##### Sayfa metni #####

Merkezi yönetim kapsamındaki kamu kurum ve kuruluşlarındaki alt işveren işçileri doğrudan çalıştıkları kurum ve kuruluşlarda sürekli işçi kadrosuna aldıklarını da belirten Işıkhan, bu şekilde, sürekli işçi kadrosuna alınanların belli bir yaşta emekli olma zorunluluğunu ortadan kaldıran ve emekli olma hususunda tercih yapmalarına imkan veren düzenlemeyi gerçekleştirdiklerini söyledi.

 

Işıkhan, "Dini inançları yüzünden ayrımcılığa uğrayan, başörtüsü yüzünden eğitim özgürlüğü kısıtlanmış, ayrımcılığa uğramış kadınların eğitim ve çalışma haklarını kullanabilmelerini sağlamak amacıyla başörtüsü yasağını kaldırdık. Mahalli idarelerde en çok üyeye sahip sendika ile ilgili mahalli idare arasında Sosyal Denge Sözleşmesi yapılabilmesine imkan sağladık." dedi.

 

HERKESE EŞİT ŞARTLARDA SOSYAL GÜVENLİK HİZMETİNİ İLKE EDİNDİK

 

Bakan Işıkhan, "İnsanı yaşat ki devlet yaşasın" anlayışı üzerine inşa ettikleri Sosyal Güvenlik Reformu ile sistemin dağınık haldeki parçalı kurumsal yapısını ortadan kaldırdıklarını belirterek, sosyal güvenlik hizmetinin tek elden ve etkin bir şekilde Sosyal Güvenlik Kurumu çatısı altında sunulmasını sağladıklarını söyledi.

#####

§ Yazılı görevler:
a - Işıkhan'ın açıklamalarını aktaran metne göre şu soruları yanıtlayın:
(i) Sürekli işçi kadrosuna alınanlar için hangi zorunluluk ortadan kaldırıldı?
(ii) Sosyal Denge Sözleşmesi hangi taraflar arasında yapılabilecek?
(iii) Sosyal Güvenlik Reformu hangi anlayış üzerine inşa edildi?
b - Lütfen Işıkhan'ın açıklamalarını aktaran metni son cümlesinden sonra sürdürün.
Işıkhan'ın açıklamalarını aktaran metinle ilgili işlerde materyal kullanılmaz.

##### Veri seti alıntısı #####

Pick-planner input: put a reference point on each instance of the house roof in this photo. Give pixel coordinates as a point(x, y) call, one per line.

#####

§ Yanıt kümesi:
a -
(i) Belli bir yaşta emekli olma zorunluluğu.
(ii) Mahalli idarelerde en çok üyeye sahip sendika ile ilgili mahalli idare arasında.
(iii) "İnsanı yaşat ki devlet yaşasın" anlayışı üzerine.

b -
Sosyal güvenlik sisteminin kapsamını genişleterek daha fazla vatandaşın sosyal güvenceye kavuşturulduğunu dile getiren Işıkhan, şunları kaydetti:

 

"Çalışanlar, işverenler ve emekliler arasında hakkaniyetli bir denge sağlamak amacıyla ayrıcalıklı statüleri kaldırarak işçi, memur, esnaf herkese eşit şartlarda sosyal güvenlik hizmeti verilmesini ilke edindik. Basın Kartı Yönetmeliğine göre basın kartı sahibi olanlara, Türkiye Radyo ve Televizyon Kurumunda haber hizmetinde fiilen çalışanlara, ceza infaz kurumunda çalışanlara ve sağlık personeline fiili hizmet süresi zammı hakkı verdik. Ev hizmetlerinde bir veya birden fazla gerçek kişi tarafından çalıştırılan ve çalıştıkları kişi yanında çalışma gün sayısı 10 günden az olan kişiler için prime esas günlük kazanç alt sınırının yüzde 2'si oranında iş kazası ve meslek hastalığı sigortası primi ödenebilmesine imkan tanıyarak sigortalı olmalarını sağladık."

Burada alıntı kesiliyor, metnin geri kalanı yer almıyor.